### WHAT TO WORK ON
Your output should be every line below, copied exactly.

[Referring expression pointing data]
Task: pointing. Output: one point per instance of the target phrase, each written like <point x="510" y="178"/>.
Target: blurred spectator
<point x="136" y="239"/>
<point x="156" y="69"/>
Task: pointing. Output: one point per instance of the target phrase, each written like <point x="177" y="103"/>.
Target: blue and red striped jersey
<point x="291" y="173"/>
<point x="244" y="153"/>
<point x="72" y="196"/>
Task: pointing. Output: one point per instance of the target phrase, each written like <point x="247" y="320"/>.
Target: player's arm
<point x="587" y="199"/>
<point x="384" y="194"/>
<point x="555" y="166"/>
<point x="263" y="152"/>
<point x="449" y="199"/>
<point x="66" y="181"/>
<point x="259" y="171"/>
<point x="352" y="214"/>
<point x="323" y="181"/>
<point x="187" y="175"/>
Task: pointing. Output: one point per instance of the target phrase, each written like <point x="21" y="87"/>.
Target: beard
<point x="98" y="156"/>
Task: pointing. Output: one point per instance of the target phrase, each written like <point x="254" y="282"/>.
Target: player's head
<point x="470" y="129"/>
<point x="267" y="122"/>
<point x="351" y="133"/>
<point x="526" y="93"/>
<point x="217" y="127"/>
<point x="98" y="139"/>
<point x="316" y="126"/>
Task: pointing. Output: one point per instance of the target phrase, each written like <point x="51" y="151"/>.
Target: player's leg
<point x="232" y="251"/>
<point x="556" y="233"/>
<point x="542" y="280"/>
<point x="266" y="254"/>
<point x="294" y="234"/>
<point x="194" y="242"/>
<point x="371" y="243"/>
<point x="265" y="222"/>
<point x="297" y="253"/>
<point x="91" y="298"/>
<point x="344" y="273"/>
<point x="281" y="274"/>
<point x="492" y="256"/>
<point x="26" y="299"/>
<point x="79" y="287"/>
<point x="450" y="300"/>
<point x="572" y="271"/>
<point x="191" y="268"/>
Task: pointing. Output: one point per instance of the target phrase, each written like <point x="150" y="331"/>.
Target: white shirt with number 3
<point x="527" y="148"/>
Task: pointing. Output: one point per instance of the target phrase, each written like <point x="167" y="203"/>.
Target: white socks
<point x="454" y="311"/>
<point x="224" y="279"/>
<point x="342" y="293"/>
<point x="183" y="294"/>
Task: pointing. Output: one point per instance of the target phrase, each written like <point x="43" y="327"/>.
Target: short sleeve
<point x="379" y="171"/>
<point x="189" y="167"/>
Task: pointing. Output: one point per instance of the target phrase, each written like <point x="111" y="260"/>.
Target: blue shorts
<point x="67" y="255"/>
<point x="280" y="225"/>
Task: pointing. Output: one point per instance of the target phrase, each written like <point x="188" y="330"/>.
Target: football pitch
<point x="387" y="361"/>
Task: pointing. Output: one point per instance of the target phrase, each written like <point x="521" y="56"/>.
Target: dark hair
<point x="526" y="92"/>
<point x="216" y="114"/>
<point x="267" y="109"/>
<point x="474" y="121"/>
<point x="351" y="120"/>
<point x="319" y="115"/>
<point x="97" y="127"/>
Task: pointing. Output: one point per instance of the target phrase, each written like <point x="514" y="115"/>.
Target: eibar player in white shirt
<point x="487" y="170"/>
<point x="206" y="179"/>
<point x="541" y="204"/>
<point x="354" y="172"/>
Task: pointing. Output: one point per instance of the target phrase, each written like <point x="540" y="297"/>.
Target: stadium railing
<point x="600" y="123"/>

### ANSWER AREA
Task: pointing. Output: one point per instance of the target phrase, each written like <point x="510" y="178"/>.
Target: blurred spectator
<point x="136" y="239"/>
<point x="156" y="69"/>
Task: pointing. Output: one point per instance of the target phrase, each written like <point x="177" y="103"/>.
Target: blue and red striped jersey
<point x="291" y="173"/>
<point x="244" y="153"/>
<point x="72" y="196"/>
Task: pointing. Output: one point per instance of the target phrase, each written like <point x="247" y="320"/>.
Target: player's arm
<point x="587" y="199"/>
<point x="384" y="194"/>
<point x="555" y="166"/>
<point x="263" y="152"/>
<point x="449" y="199"/>
<point x="66" y="181"/>
<point x="259" y="171"/>
<point x="352" y="214"/>
<point x="323" y="181"/>
<point x="187" y="175"/>
Task: pointing. Output: one point per instance of the target phrase, each written like <point x="21" y="87"/>.
Target: beard
<point x="98" y="156"/>
Task: pointing. Output: one point per instance of the target phrase, each written like <point x="254" y="282"/>.
Target: player's head
<point x="470" y="129"/>
<point x="267" y="122"/>
<point x="351" y="133"/>
<point x="526" y="93"/>
<point x="217" y="127"/>
<point x="98" y="139"/>
<point x="316" y="126"/>
Task: pointing. Output: one point per instance of the target phrase, each written like <point x="51" y="151"/>.
Target: player's leg
<point x="232" y="251"/>
<point x="556" y="233"/>
<point x="542" y="280"/>
<point x="266" y="254"/>
<point x="294" y="234"/>
<point x="194" y="242"/>
<point x="371" y="243"/>
<point x="265" y="222"/>
<point x="297" y="253"/>
<point x="91" y="298"/>
<point x="344" y="273"/>
<point x="281" y="274"/>
<point x="492" y="256"/>
<point x="26" y="299"/>
<point x="79" y="287"/>
<point x="450" y="300"/>
<point x="572" y="271"/>
<point x="191" y="268"/>
Task: pointing. Output: one point per instance of the target phrase, each written like <point x="150" y="331"/>.
Target: white shirt with number 3
<point x="527" y="148"/>
Task: pointing. Output: one point per instance of the target phrase, each written like <point x="167" y="203"/>.
Target: white socks
<point x="454" y="311"/>
<point x="224" y="279"/>
<point x="342" y="293"/>
<point x="183" y="294"/>
Task: pointing. Output: one point per instance of the target phrase, each written like <point x="43" y="327"/>.
Target: short sleeve
<point x="379" y="171"/>
<point x="189" y="167"/>
Task: pointing. Output: one point per instance of the target phrase, each written like <point x="111" y="260"/>.
Target: blue shorts
<point x="67" y="255"/>
<point x="280" y="225"/>
Task: pointing. Output: one point per instance of the target phrase, each written like <point x="188" y="330"/>.
Target: football pitch
<point x="387" y="361"/>
Task: pointing. Output: one point per instance of the target phrase, each written like <point x="521" y="56"/>.
Target: dark hair
<point x="526" y="92"/>
<point x="216" y="114"/>
<point x="267" y="109"/>
<point x="474" y="121"/>
<point x="351" y="120"/>
<point x="319" y="115"/>
<point x="97" y="127"/>
Task: pointing. Output: one point per instance of the target phrase, each written like <point x="514" y="115"/>.
Target: eibar player in white shirt
<point x="487" y="170"/>
<point x="206" y="179"/>
<point x="541" y="204"/>
<point x="354" y="172"/>
Task: pointing. Output: one point per instance of the target phrase, each written like <point x="540" y="297"/>.
Target: stadium railing
<point x="600" y="123"/>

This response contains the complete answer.